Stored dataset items
--------------------------------

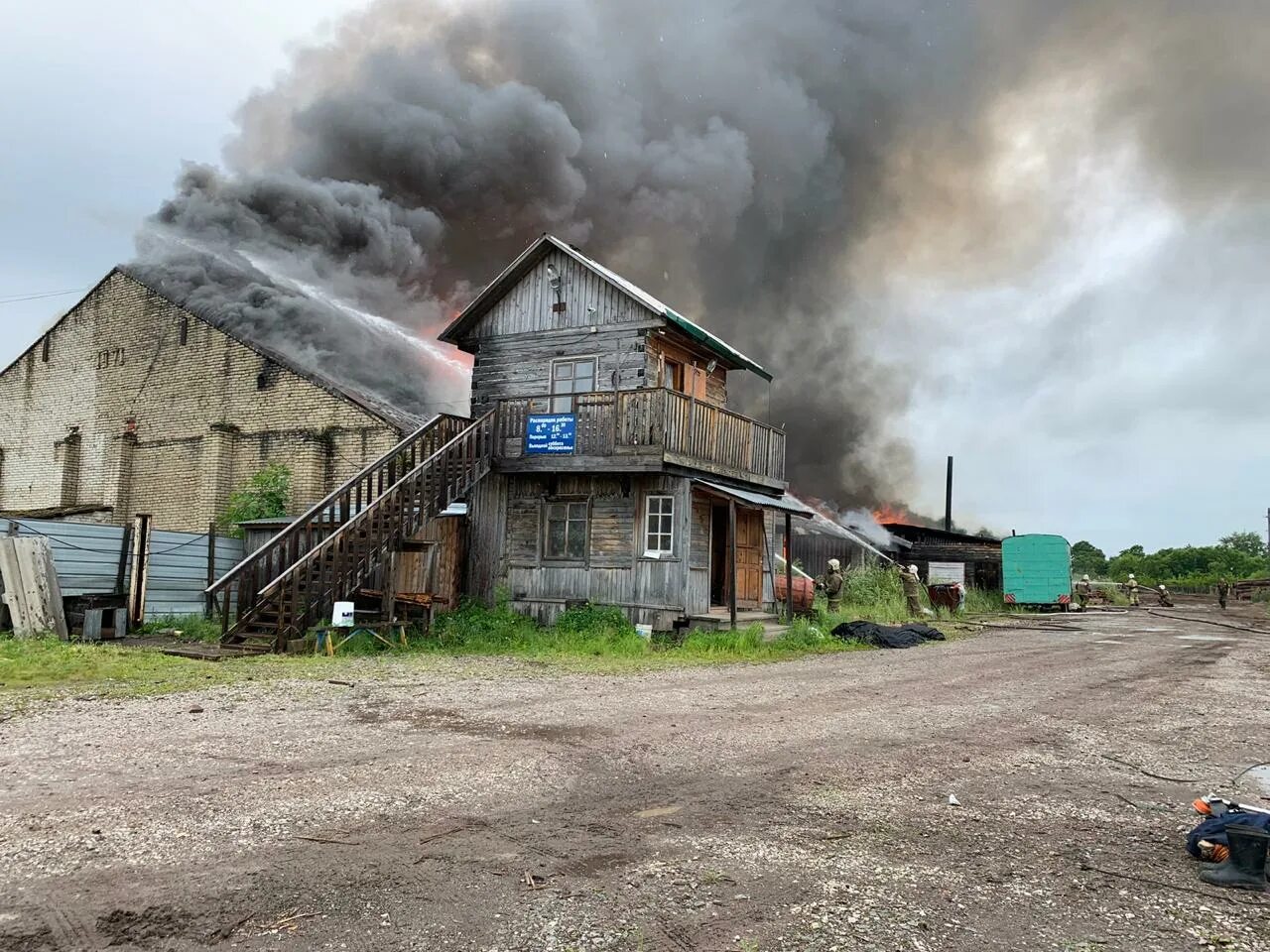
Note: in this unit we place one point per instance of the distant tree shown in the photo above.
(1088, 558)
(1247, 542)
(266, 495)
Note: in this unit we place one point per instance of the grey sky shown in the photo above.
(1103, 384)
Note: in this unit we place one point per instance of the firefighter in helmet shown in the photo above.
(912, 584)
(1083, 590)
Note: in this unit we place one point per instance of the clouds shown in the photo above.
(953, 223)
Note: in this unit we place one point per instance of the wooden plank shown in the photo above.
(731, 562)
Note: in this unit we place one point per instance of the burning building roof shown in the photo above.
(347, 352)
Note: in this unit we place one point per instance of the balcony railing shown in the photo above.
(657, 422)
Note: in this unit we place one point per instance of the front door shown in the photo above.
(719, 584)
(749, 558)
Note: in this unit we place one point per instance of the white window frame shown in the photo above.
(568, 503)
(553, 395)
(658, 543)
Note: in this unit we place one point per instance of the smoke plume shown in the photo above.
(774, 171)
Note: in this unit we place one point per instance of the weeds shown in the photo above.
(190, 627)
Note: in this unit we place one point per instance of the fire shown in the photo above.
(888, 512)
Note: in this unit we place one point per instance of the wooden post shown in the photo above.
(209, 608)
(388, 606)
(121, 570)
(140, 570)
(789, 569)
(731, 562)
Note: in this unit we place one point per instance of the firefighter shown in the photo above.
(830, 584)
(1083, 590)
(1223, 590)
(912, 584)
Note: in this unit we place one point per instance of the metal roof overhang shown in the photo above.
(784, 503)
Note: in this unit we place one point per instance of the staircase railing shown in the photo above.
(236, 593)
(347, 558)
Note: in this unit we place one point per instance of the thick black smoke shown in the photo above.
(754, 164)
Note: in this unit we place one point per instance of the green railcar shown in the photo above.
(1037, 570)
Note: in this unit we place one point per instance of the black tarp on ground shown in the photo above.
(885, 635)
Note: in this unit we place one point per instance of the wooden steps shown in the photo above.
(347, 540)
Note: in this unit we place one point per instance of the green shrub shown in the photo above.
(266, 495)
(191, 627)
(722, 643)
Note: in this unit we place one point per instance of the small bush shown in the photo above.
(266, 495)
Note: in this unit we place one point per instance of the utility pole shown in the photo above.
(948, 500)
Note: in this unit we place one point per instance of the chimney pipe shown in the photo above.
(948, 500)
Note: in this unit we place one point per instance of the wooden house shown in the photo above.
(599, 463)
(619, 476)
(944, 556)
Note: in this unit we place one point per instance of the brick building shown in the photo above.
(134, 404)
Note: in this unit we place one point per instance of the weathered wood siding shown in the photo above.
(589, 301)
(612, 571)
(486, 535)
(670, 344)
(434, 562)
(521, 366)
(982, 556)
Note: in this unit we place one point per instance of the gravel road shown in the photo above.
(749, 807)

--------------------------------

Exercise objective: Omit any images, then output the listing exactly.

Task result:
Note: in this unit we place one point per instance of the distant tree shown in the photo above.
(1088, 558)
(1247, 542)
(266, 495)
Note: in this unit we place one point per instance of the grey sky shown in the photo above.
(1103, 384)
Note: in this unit we place one point per instance of the firefighter in helmet shown in the photo above.
(912, 584)
(1083, 590)
Note: in this unit we place one point per instance of the clouds shown in the photo above.
(953, 223)
Note: in this unit we place one point per instance of the wooden plank shown in the photo above.
(731, 562)
Note: in this unit we place one point per instance of the burning building roof shown in the photo above.
(347, 352)
Note: in this unit we place one point per instance of the balcony railing shown in the photo above.
(657, 422)
Note: in this unit we place one point per instance of the front door shown in the photo above.
(719, 584)
(749, 558)
Note: in this unit we place one point per instance of the white window frame shown in the photo above.
(568, 503)
(553, 395)
(658, 543)
Note: in this unit we place one point per instance of the smoke plume shown in the photo above.
(774, 171)
Note: in this unit we place one point per instance of the weeds shown in the photo above.
(190, 627)
Note: in this unit we place one point per instance of the fire shown in the photo above.
(888, 512)
Note: in this unit we place one point per instance of the wooden post shown in the photo above.
(209, 608)
(388, 606)
(121, 570)
(140, 570)
(789, 569)
(731, 562)
Note: in this unit we place one point per instance of the firefighter shown in the photo above.
(830, 584)
(1083, 590)
(1223, 590)
(912, 584)
Note: in this unit we place one point per instance of the metal roof overhang shown in the photo above.
(784, 503)
Note: in this unit we place one point per instance of the staircase railing shown in the photo above.
(236, 593)
(347, 558)
Note: in this unit we place one point per instance of the thick black smoke shown in the photo above.
(754, 164)
Note: in this unit we place one point per instance of the green railcar shown in the photo above.
(1037, 570)
Note: in this unit we place one point per instance of the black tarp on ground shown in the photo above.
(885, 635)
Note: in this unit we place one point per instance of the wooden steps shown in the photo above.
(347, 540)
Note: in this unit we place one point per instance of the green shrub shown in the photo above.
(266, 495)
(191, 627)
(722, 643)
Note: in this unit we place one point per instance of the small bush shown in the photo above.
(266, 495)
Note: in this unit we place one point per instance of the utility pole shown in the photo above.
(948, 500)
Note: in this unit we place one point per instance of the chimney pipe shown in the photo above.
(948, 500)
Note: in this unit we place one point per instance of the wooden house shown in the photo above.
(599, 463)
(619, 476)
(944, 556)
Note: in this unit we place one point per instance of the brick building shown in the photo above.
(134, 404)
Note: in this unit we place one point per instance of the weathered wood siding shown in the photo above.
(589, 301)
(612, 571)
(486, 535)
(670, 344)
(434, 562)
(521, 366)
(982, 556)
Note: in this unit we place one point per instance of the gravel road shown in the photo above.
(749, 807)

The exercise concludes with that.